TAREFAS A REALIZAR
1 - Segundo o artigo sobre o patriotismo económico, por que motivo a Comissão Europeia rejeita medidas defensivas dos mercados? Responda com base no que o artigo afirma.
2 - Traduza para inglês esta frase do artigo sobre o patriotismo económico: «O recente caso Volkswagen/Autoeuropa é também elucidativo da determinação em assegurar o mercado nacional.»

DOCUMENTO DE ORIGEM
════

Opinião
O patriotismo económico
O futuro da França depende da maneira como Villepin conseguir gerir a actual crise socio-económica. Mas desengane-se quem pensa que o patriotismo é uma concepção exclusivamente francesa.
O recente caso Volkswagen/Autoeuropa é também elucidativo da determinação em assegurar o mercado nacional.
A uns dias da cimeira de Hampton Court há um tema - política e economicamente controverso - que está a elevar a expectativa criada em torno deste acontecimento. Falo do «patriotismo económico».
Foram as polémicas declarações de Jacques Chirac proferidas em 4 de Outubro último - em que a propósito do anúncio da intenção da Hewlett-Packard de suprimir empregos em França, manifestou a ideia de que a «Comissão Europeia (CE) não dá a impressão de defender os interesses da Europa» - que suscitaram esta controvérsia. Quer o presidente da CE, Durão Barroso, quer o comissário para a indústria, Gunter Verheugen, apressaram-se a esclarecer que as empresas europeias só podem beneficiar da abertura dos mercados e que a CE não tenciona proteger o sector industrial da concorrência. Contudo, e posteriormente num encontro com Tony Blair em 7 de Outubro, o presidente francês sublinhou existir um clima de «harmonia» e «determinação» para construir a «Europa do Futuro». Os dois dirigentes reafirmaram a sua intenção de serem uma «força de harmonia» para a Europa e não de «divisão».
Ora, parece-me que este caso suscita atenção e reflexão.
Depois da crise aberta, em 29 de Maio pelo «não» francês à Constituição Europeia, os dirigentes dos países da União Europeia (UE) propõem debater em Hampton Court, questões de importância fulcral para o futuro próximo, nomeadamente a defesa e a segurança europeia e o modelo económico e social europeu. E é precisamente em relação ao segundo tema que se vem discutindo a questão do «patriotismo económico». Esta discussão desencadeou, precisamente, a actual divergência de entendimento entre a concepção liberal da CE e a «visão patriótica» de alguns governos de Estados-membros. Em defesa de uma «Europa Aberta», a CE rejeita a aplicação de medidas defensivas dos mercados (leia-se mercado empresarial e mercado de trabalho).
No que respeita ao mercado empresarial, em França muito se fala actualmente na necessidade de «reforçar a independência das empresas nacionais». Na sequência da agitação criada em torno de uma oferta de compra feita pela Pepsi ao grupo Danone, o executivo reagiu reafirmando a vontade de salvaguardar a indústria e envolveu-se num verdadeiro patriotismo económico que se traduz em «defender a França e o que é francês».
Em 21 de Julho o presidente francês admitia que a prioridade para o país era proteger a concorrência industrial e fortalecer o sector empresarial. E, a este propósito, o governo francês anunciou, a par da transposição da directiva europeia sobre as OPA (que permite aplicar o princípio da reciprocidade), um conjunto de medidas destinadas a proteger a indústria e a promover o emprego.

════

INFORMAÇÃO FORNECIDA
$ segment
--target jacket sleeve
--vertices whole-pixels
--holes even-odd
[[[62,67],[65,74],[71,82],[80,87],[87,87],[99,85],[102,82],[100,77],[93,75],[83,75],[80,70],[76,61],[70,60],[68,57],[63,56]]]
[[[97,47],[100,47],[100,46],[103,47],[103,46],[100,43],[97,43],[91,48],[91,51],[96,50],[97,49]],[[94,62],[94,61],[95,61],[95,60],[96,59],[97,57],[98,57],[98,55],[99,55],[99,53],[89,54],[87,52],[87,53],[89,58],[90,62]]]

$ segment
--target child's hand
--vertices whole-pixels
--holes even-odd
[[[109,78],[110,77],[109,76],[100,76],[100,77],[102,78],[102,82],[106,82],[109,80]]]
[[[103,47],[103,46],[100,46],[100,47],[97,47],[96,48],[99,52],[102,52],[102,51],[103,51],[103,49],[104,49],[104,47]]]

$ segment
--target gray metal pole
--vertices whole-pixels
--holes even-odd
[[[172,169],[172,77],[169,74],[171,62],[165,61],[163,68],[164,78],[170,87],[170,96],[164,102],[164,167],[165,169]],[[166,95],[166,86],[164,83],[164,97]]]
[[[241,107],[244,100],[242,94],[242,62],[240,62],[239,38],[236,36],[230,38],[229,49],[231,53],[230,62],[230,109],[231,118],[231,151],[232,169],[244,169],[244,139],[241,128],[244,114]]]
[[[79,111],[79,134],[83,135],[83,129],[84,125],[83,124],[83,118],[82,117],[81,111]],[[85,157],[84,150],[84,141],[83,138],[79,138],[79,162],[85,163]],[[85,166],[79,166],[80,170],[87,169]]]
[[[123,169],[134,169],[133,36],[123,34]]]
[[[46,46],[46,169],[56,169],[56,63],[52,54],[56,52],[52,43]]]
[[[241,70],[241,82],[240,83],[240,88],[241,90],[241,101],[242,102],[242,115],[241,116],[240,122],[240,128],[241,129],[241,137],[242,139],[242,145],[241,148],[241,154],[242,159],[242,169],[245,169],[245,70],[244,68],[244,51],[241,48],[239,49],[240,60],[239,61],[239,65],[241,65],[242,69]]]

════

RESULTADOS
1 - A Comissão Europeia rejeita essas medidas em defesa de uma «Europa Aberta». Durão Barroso e Gunter Verheugen esclareceram que as empresas europeias só podem beneficiar da abertura dos mercados e que a Comissão não tenciona proteger o sector industrial da concorrência.

2 - The recent Volkswagen/Autoeuropa case also illustrates the determination to secure the national market.